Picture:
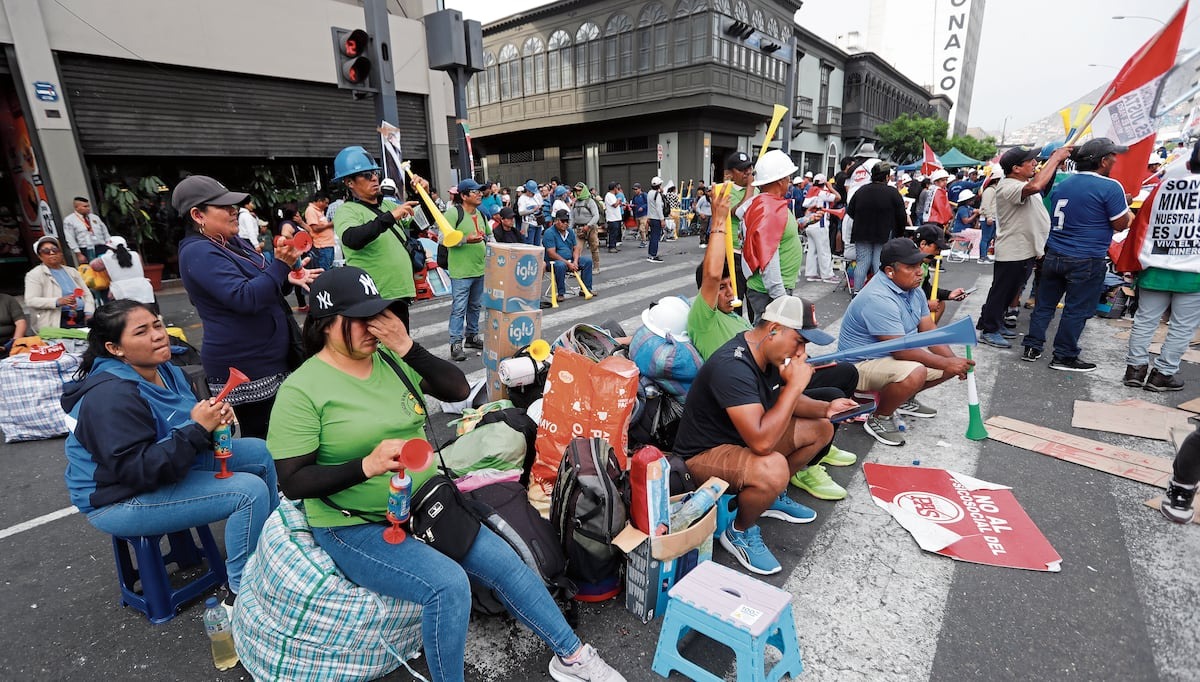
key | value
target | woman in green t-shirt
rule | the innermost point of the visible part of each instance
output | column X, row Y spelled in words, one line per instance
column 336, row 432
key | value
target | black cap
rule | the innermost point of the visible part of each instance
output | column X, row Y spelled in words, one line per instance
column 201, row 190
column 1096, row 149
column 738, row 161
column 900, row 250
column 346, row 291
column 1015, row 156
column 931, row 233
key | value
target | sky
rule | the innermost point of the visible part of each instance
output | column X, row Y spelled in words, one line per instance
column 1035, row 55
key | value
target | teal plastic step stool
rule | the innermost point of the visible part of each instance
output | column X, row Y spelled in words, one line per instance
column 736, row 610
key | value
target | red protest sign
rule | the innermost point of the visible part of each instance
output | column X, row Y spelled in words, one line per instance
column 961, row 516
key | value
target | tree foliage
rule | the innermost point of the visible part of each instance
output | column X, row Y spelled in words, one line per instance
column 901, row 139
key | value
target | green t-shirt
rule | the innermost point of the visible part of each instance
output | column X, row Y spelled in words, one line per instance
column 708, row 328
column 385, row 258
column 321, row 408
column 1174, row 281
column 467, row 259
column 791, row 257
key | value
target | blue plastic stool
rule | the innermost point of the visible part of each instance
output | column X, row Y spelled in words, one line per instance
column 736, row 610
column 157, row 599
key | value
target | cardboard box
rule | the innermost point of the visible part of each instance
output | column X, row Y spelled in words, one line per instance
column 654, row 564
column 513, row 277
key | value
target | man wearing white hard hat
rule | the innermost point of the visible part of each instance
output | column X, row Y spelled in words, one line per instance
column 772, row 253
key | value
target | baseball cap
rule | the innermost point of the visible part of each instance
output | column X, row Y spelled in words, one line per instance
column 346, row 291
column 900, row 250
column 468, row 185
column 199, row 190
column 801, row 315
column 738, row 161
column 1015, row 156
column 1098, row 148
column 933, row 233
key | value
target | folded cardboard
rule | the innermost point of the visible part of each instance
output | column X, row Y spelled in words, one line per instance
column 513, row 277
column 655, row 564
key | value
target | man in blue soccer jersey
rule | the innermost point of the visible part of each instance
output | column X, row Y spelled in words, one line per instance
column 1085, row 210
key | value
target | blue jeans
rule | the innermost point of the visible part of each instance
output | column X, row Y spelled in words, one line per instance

*What to work on*. Quote all of the records above verbatim, leaving out the pictures.

*Response for this exercise*.
Picture:
key | value
target | woman in green t-shirt
rule | the innermost point of the visible part of each instance
output | column X, row Y spelled in words, one line per instance
column 336, row 432
key | value
target | black cap
rule | the innermost point of the visible part of each instance
output | column X, row Y spelled in words, one line per instance
column 201, row 190
column 1096, row 149
column 738, row 161
column 900, row 250
column 346, row 291
column 1015, row 156
column 931, row 233
key | value
target | sky
rule | the innermost point of the visible part of each instance
output | column X, row Y spelled in words, one line per instance
column 1035, row 55
key | value
target | teal plastic step stool
rule | the innermost point of the visible part of each instance
output | column X, row Y spelled in words, one line per instance
column 736, row 610
key | value
target | red protest sign
rule | the innermost point of the visible part of each instance
output | column X, row Y spelled in words, one line per instance
column 961, row 516
key | value
target | tree foliage
rule | the innermost point of the visible part of each instance
output | column X, row Y spelled in words, one line per instance
column 901, row 139
key | value
target | green t-shirt
rule | the innermost point of the visible part of each instance
output | column X, row Y spelled in words, one line per instance
column 708, row 328
column 385, row 258
column 321, row 408
column 1174, row 281
column 467, row 259
column 791, row 257
key | value
target | blue plastic stool
rule | the innermost point of the visible part of each instance
output | column X, row Y spelled in words, one line per instance
column 736, row 610
column 157, row 599
key | value
target | cardboard box
rule | the innermost point of the visible part of each instance
output | column X, row Y spelled in words, one line per instance
column 654, row 564
column 513, row 277
key | value
target | man wearing white hard hat
rule | the innermost point of the visible part of each instance
output | column X, row Y spelled in words, one line per instance
column 772, row 253
key | value
target | baseball cap
rule | the innermost point of the visible part of each instance
output | column X, row Y spelled in words, one line per instance
column 346, row 291
column 900, row 250
column 468, row 185
column 199, row 190
column 801, row 315
column 738, row 161
column 1015, row 156
column 1098, row 148
column 933, row 233
key | value
target | folded cardboard
rule | the innermost point of the visible part of each instance
output | column X, row Y spelled in words, one line per instance
column 513, row 277
column 655, row 564
key | value
target | man in blue soccer jersey
rule | the innermost point of the visible part of each instance
output | column X, row Y spelled in words, one line per instance
column 1085, row 210
key | value
target | blue jeans
rule | the innermost point of the visible part of each instance
output | column X, row Y spelled in words, one line per instance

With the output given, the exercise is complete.